====== Provided data

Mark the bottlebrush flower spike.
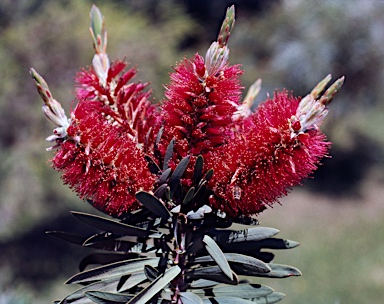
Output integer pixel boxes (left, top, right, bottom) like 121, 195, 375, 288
30, 69, 70, 150
31, 6, 157, 216
159, 6, 243, 172
209, 76, 344, 216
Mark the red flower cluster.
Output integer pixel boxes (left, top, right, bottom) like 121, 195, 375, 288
32, 7, 343, 216
210, 91, 330, 215
52, 102, 155, 215
159, 54, 242, 175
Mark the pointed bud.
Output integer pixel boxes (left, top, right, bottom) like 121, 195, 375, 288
309, 74, 332, 99
89, 5, 110, 87
89, 5, 107, 54
320, 76, 345, 106
232, 78, 261, 121
289, 75, 344, 137
217, 5, 235, 47
30, 68, 70, 141
205, 41, 229, 76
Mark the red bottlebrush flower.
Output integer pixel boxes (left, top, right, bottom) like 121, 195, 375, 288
76, 61, 159, 150
52, 102, 155, 215
159, 54, 242, 172
209, 91, 330, 216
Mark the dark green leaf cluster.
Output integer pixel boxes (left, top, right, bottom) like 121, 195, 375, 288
49, 153, 301, 304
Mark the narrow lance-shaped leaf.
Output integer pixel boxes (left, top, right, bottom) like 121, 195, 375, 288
72, 211, 162, 237
136, 191, 171, 220
163, 139, 175, 171
252, 292, 285, 304
183, 187, 195, 206
127, 266, 181, 304
66, 258, 159, 284
258, 263, 301, 278
213, 227, 279, 243
180, 291, 203, 304
203, 297, 255, 304
144, 155, 161, 174
85, 291, 133, 304
60, 278, 119, 304
195, 253, 271, 273
193, 155, 204, 184
187, 266, 239, 285
169, 155, 190, 198
203, 235, 233, 280
204, 284, 273, 299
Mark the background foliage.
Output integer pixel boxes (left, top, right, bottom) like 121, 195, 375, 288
0, 0, 384, 304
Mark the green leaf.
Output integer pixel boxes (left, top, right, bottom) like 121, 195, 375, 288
195, 253, 271, 274
84, 240, 148, 253
193, 155, 204, 185
183, 187, 195, 206
85, 291, 133, 304
257, 263, 301, 278
71, 211, 162, 238
65, 258, 160, 284
204, 284, 273, 299
180, 291, 203, 304
155, 126, 164, 145
144, 155, 161, 174
116, 270, 147, 291
203, 297, 255, 304
127, 266, 181, 304
163, 138, 176, 171
153, 184, 168, 198
190, 279, 220, 288
136, 191, 171, 220
60, 278, 119, 304
204, 169, 213, 182
252, 292, 285, 304
79, 252, 133, 271
144, 265, 159, 282
169, 155, 191, 198
203, 235, 233, 281
258, 238, 300, 249
159, 168, 172, 184
45, 231, 87, 246
213, 227, 279, 243
187, 266, 239, 285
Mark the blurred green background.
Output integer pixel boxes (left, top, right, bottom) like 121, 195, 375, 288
0, 0, 384, 304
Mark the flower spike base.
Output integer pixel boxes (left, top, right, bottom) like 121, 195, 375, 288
31, 6, 344, 304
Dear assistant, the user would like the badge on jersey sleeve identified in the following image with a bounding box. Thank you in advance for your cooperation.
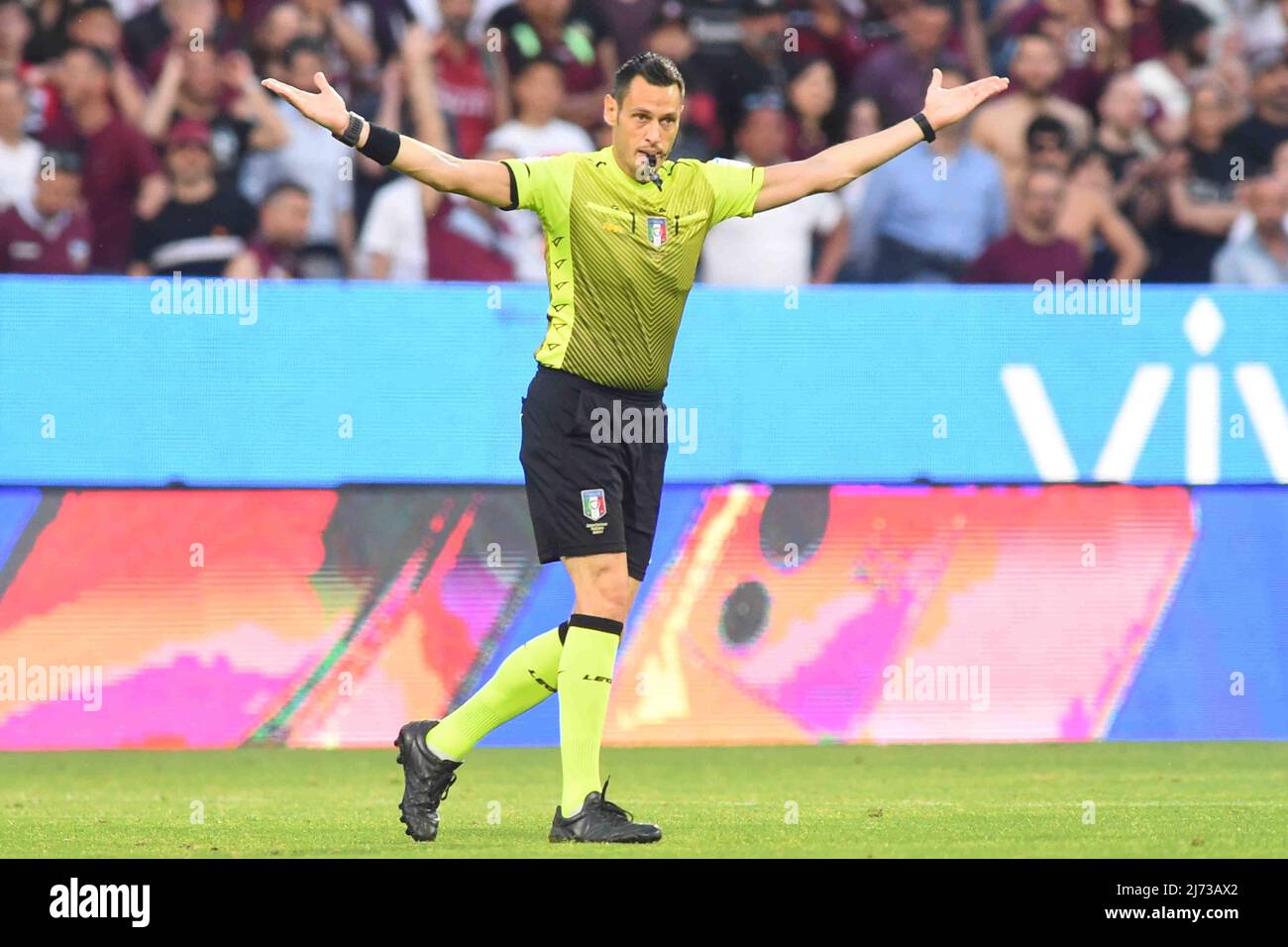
[648,217,666,248]
[581,489,608,522]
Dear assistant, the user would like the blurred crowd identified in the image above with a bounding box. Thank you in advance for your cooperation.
[0,0,1288,286]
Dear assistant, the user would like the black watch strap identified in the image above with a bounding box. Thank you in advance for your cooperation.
[912,112,935,142]
[331,112,365,149]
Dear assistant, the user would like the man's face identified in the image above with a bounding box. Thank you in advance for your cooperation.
[742,13,787,53]
[738,108,787,164]
[1190,85,1231,137]
[787,59,834,120]
[1029,132,1072,174]
[520,0,572,23]
[183,52,219,102]
[0,4,31,54]
[438,0,474,38]
[1012,36,1061,95]
[58,49,107,107]
[514,63,564,124]
[67,7,121,53]
[1270,139,1288,188]
[0,78,27,138]
[263,189,310,248]
[164,145,214,184]
[1248,174,1288,230]
[1252,63,1288,115]
[604,76,684,178]
[35,167,81,217]
[1100,76,1145,132]
[1020,171,1064,233]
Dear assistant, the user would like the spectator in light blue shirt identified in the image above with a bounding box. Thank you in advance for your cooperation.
[846,69,1008,282]
[1212,174,1288,286]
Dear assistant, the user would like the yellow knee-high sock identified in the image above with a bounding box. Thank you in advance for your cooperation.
[425,622,567,760]
[559,614,622,818]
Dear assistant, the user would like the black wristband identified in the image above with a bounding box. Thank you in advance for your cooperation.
[331,112,364,149]
[912,112,935,142]
[358,123,402,166]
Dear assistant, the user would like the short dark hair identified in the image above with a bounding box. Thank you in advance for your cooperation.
[1024,115,1069,151]
[613,53,684,104]
[63,43,112,74]
[282,36,326,65]
[259,179,309,207]
[514,53,564,81]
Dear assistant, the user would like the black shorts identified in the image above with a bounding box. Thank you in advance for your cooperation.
[519,366,667,579]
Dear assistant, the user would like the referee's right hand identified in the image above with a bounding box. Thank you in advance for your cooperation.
[261,72,349,136]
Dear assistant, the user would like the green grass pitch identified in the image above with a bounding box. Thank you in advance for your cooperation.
[0,742,1288,858]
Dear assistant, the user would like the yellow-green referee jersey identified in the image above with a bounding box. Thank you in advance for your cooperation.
[503,149,765,391]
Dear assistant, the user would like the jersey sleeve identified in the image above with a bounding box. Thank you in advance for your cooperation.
[698,158,765,227]
[501,154,577,220]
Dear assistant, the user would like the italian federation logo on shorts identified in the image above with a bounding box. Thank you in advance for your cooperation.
[648,217,666,248]
[581,489,608,523]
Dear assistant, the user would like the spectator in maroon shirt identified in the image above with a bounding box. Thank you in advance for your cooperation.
[224,180,312,279]
[139,47,290,187]
[425,150,514,282]
[854,0,970,125]
[67,0,147,125]
[126,119,255,275]
[644,0,725,161]
[488,0,617,128]
[402,0,496,158]
[963,168,1086,283]
[0,151,91,274]
[44,47,168,273]
[787,56,836,161]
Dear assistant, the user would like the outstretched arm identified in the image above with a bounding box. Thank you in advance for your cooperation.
[756,69,1010,213]
[263,72,510,207]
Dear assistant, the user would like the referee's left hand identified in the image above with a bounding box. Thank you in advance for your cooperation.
[261,72,349,136]
[921,69,1012,132]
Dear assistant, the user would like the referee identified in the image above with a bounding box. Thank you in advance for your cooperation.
[265,53,1008,843]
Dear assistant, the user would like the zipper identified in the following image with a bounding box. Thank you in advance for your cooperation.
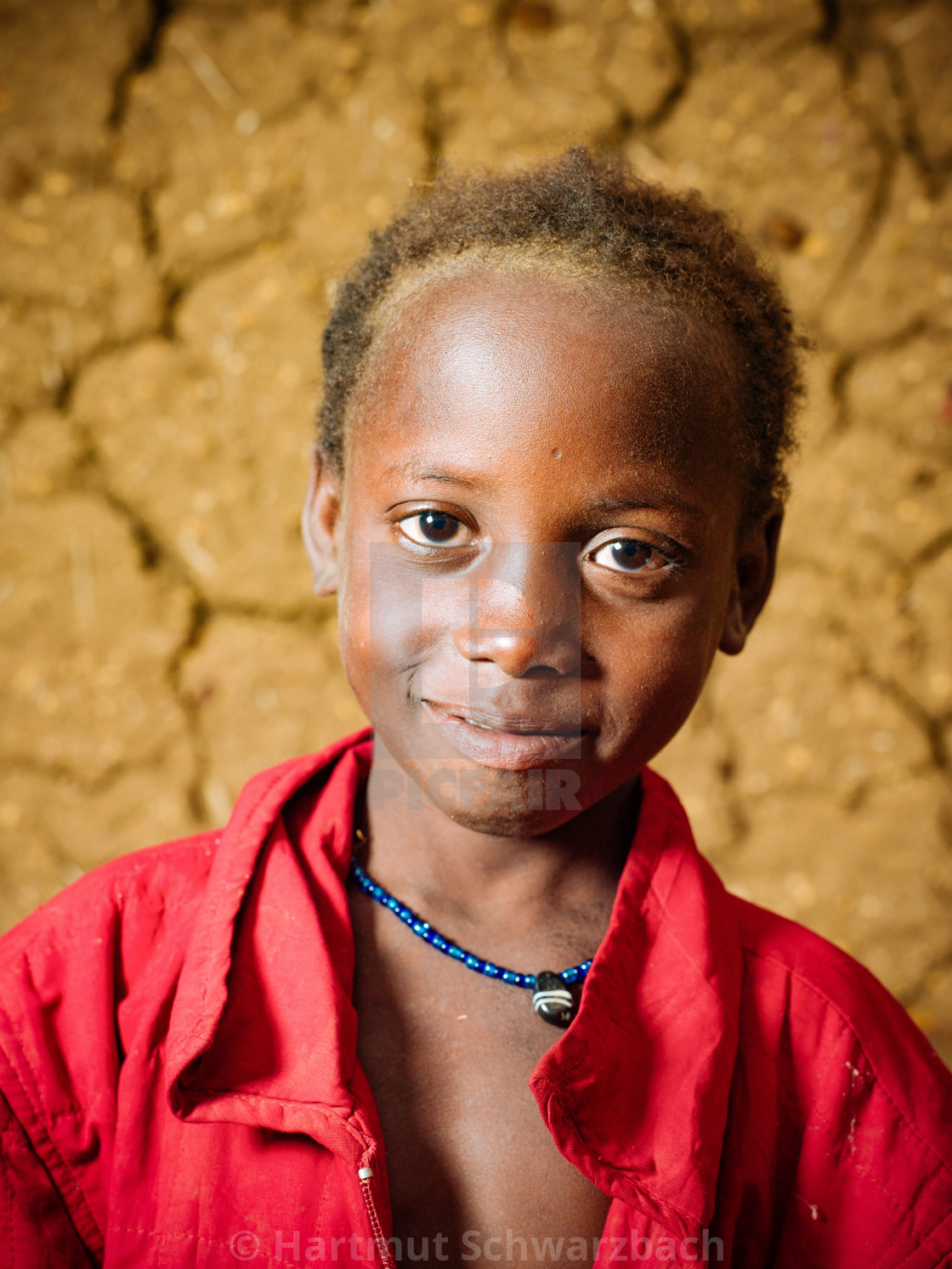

============

Task to carry out: Pick out every line of the listing above that contains the string "Mark", and copy each one. Case counts.

Expected answer:
Mark the bottlebrush flower spike.
Mark the red flower cluster.
Mark the pointed bud.
Mark the red bottlebrush flower.
Mark the dark green leaf cluster.
Mark the narrow lance-shaped leaf.
Mark the background foliage.
Mark the green leaf.
Mark the blurred green background.
Mark the flower spike base.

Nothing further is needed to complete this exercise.